**Instruction:** Copy the part of the records that opens with the line containing "Mark each hibiscus" and runs through the end of the records, keeping its text lines unchanged. Multiply every bounding box coordinate by 0.3 and round each result to a whole number, with halves rounded up.

=======

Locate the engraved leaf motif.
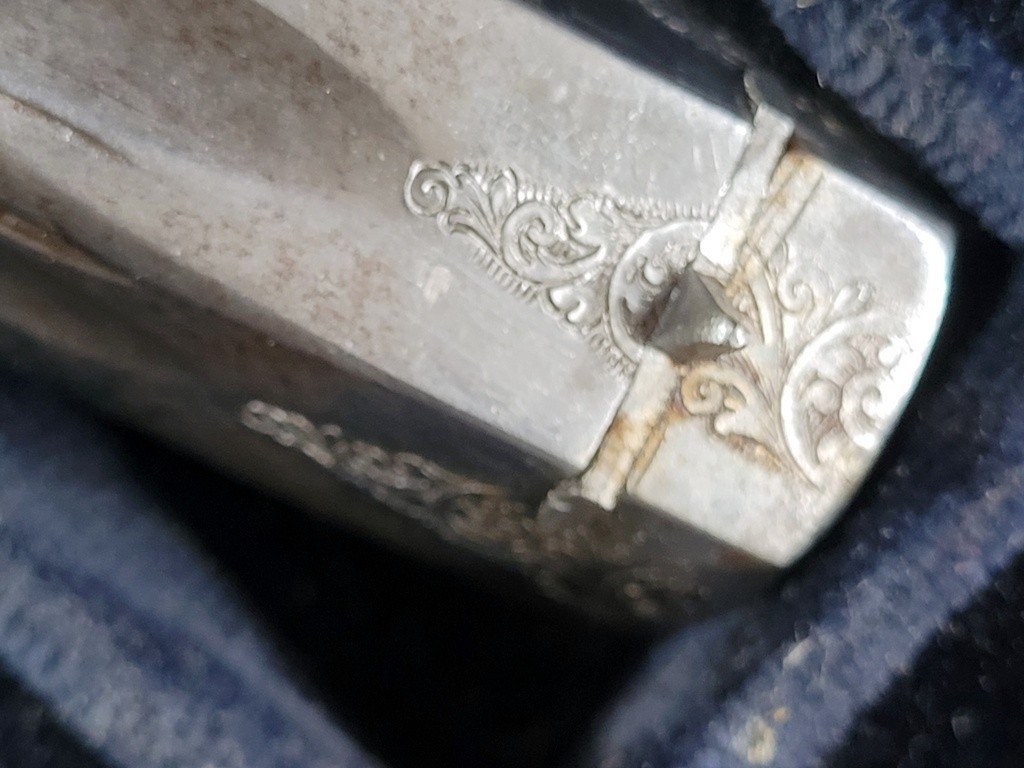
[406,162,703,377]
[680,242,895,486]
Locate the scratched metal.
[0,0,953,616]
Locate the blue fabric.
[590,0,1024,768]
[0,0,1024,768]
[0,380,374,768]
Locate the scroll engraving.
[406,162,709,377]
[240,400,694,615]
[679,162,898,489]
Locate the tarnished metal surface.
[0,0,952,616]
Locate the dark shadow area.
[826,558,1024,768]
[103,432,648,768]
[0,669,105,768]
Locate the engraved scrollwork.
[406,162,708,376]
[679,241,897,487]
[240,400,704,614]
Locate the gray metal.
[0,0,953,618]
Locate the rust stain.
[0,210,135,287]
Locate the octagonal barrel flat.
[0,0,954,620]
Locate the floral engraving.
[406,162,709,376]
[240,400,708,616]
[679,187,898,489]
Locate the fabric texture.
[590,0,1024,768]
[0,0,1024,768]
[0,381,375,768]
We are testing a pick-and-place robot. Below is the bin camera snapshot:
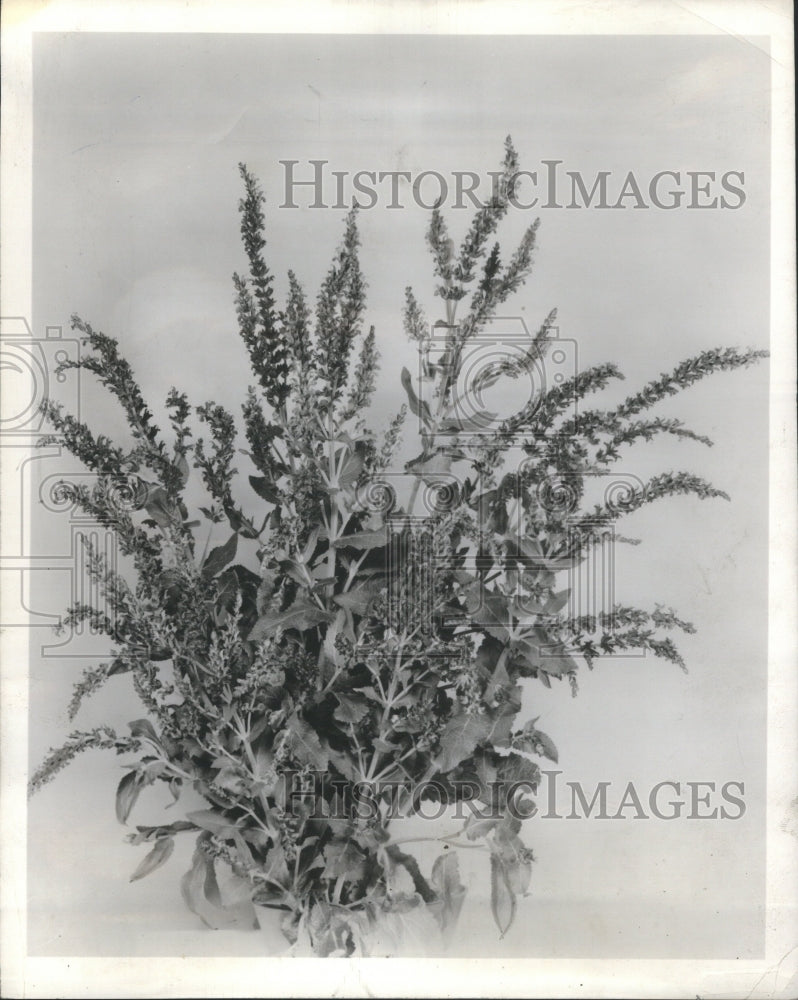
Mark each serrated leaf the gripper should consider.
[490,854,516,937]
[333,528,388,550]
[186,809,235,837]
[128,719,161,746]
[202,532,238,577]
[249,476,280,504]
[333,691,369,724]
[513,721,559,764]
[338,441,366,487]
[434,712,493,774]
[248,597,334,642]
[130,837,175,882]
[284,715,330,771]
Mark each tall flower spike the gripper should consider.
[233,163,289,409]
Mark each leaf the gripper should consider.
[490,854,516,937]
[432,851,465,941]
[186,809,236,837]
[248,597,334,642]
[144,486,179,528]
[332,528,388,549]
[202,532,238,577]
[543,587,571,615]
[130,837,175,882]
[116,771,142,825]
[401,368,432,427]
[333,691,369,724]
[513,719,559,764]
[321,840,366,882]
[284,714,330,771]
[333,577,385,615]
[434,712,492,774]
[338,441,366,487]
[180,846,255,930]
[405,449,454,482]
[128,719,161,747]
[249,476,280,504]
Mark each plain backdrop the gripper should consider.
[28,34,770,958]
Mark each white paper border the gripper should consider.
[0,0,798,998]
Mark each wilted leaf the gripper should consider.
[116,771,141,824]
[130,837,175,882]
[490,854,516,937]
[432,851,465,941]
[202,532,238,577]
[180,847,255,930]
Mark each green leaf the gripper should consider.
[401,368,432,427]
[332,528,388,550]
[128,719,161,747]
[432,851,465,941]
[338,441,366,488]
[116,771,142,825]
[248,597,334,642]
[130,837,175,882]
[321,840,366,882]
[490,854,516,937]
[543,587,571,615]
[249,476,280,504]
[434,711,493,774]
[513,719,559,764]
[180,835,255,930]
[333,577,385,615]
[186,809,236,838]
[333,691,369,724]
[202,532,238,577]
[285,713,330,771]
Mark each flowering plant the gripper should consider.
[31,139,765,955]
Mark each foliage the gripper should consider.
[31,139,763,955]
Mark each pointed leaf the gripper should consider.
[490,854,516,937]
[202,532,238,577]
[432,852,465,940]
[248,597,334,642]
[249,476,280,504]
[116,771,141,824]
[130,837,175,882]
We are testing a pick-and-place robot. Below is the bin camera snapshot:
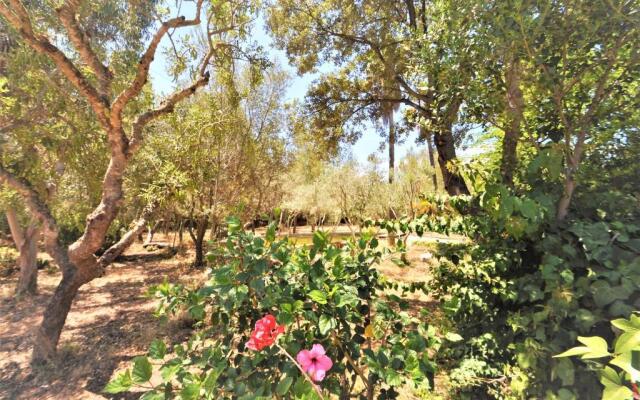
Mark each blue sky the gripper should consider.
[150,3,442,164]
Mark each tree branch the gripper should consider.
[111,0,204,130]
[127,72,209,158]
[0,166,76,277]
[98,200,158,269]
[0,0,110,129]
[56,0,113,99]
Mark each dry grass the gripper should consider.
[0,232,462,400]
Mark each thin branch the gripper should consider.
[0,0,110,129]
[111,0,204,126]
[0,165,76,276]
[127,72,209,158]
[56,0,113,98]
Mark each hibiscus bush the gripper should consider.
[105,219,439,399]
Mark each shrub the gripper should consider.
[377,183,640,400]
[105,219,439,399]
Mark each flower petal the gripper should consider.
[296,350,313,371]
[311,343,326,358]
[244,338,258,350]
[316,355,333,371]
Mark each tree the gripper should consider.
[269,0,474,195]
[0,0,251,363]
[517,1,640,221]
[139,67,287,267]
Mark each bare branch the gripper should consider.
[56,0,113,98]
[0,0,110,130]
[127,72,209,158]
[98,200,158,269]
[0,166,76,276]
[111,0,204,126]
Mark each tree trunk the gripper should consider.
[189,216,209,268]
[388,111,396,183]
[6,208,40,296]
[427,135,438,192]
[32,273,83,365]
[16,222,40,296]
[433,126,469,196]
[500,59,524,186]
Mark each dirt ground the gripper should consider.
[0,239,201,400]
[0,230,460,400]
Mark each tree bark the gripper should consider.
[388,110,396,183]
[433,126,469,196]
[32,273,84,364]
[6,208,40,296]
[16,223,40,296]
[189,216,209,268]
[426,129,438,192]
[500,59,524,186]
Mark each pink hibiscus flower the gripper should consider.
[296,344,333,382]
[245,314,284,351]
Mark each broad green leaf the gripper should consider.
[553,346,589,358]
[132,357,153,383]
[102,370,133,394]
[309,290,327,304]
[276,375,293,396]
[600,366,622,386]
[609,352,640,380]
[140,390,164,400]
[264,224,277,243]
[444,332,464,343]
[602,385,633,400]
[616,330,640,353]
[180,383,200,400]
[578,336,610,358]
[149,339,167,360]
[160,364,181,382]
[318,314,337,335]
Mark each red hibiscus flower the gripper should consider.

=======

**Output for this exercise:**
Mark each hibiscus bush the gripper should consider.
[32,66,132,120]
Mark each shrub the gripper should consider.
[113,55,192,120]
[32,66,132,120]
Mark each flower petal the gripper should consider.
[89,105,94,111]
[93,103,98,107]
[73,101,77,105]
[95,107,100,111]
Mark each tree the gripper should consider.
[81,0,142,59]
[0,0,75,109]
[155,0,192,66]
[42,20,86,80]
Mark each bare branch the gripper should consider.
[17,0,34,29]
[0,0,33,39]
[38,22,63,47]
[29,60,47,81]
[0,50,23,83]
[33,0,61,38]
Mark each tree trunk the gripper should consider.
[57,65,63,80]
[116,33,119,55]
[2,62,12,89]
[128,41,131,58]
[10,82,25,110]
[5,67,12,89]
[130,38,141,59]
[150,18,157,56]
Mark each dirt ground the gripper should consider.
[0,72,60,120]
[0,69,138,120]
Mark each tree bark the gripper should consider.
[116,33,119,55]
[130,38,141,59]
[10,82,25,109]
[2,62,12,89]
[5,67,12,89]
[57,65,63,80]
[128,39,131,58]
[150,18,157,56]
Mark each pink hibiscus flower the gripper should consider.
[89,103,100,115]
[74,94,85,105]
Mark each broad green leaf the gripper should consider.
[166,104,177,107]
[40,107,46,115]
[31,111,40,118]
[93,87,98,91]
[83,113,88,119]
[180,110,187,116]
[183,106,192,114]
[42,117,49,120]
[79,67,83,73]
[133,100,139,103]
[181,116,190,120]
[185,99,192,106]
[54,115,60,120]
[173,101,183,107]
[45,102,50,108]
[48,109,54,115]
[95,94,101,101]
Mark each red hibiscus flower the gripper should consider.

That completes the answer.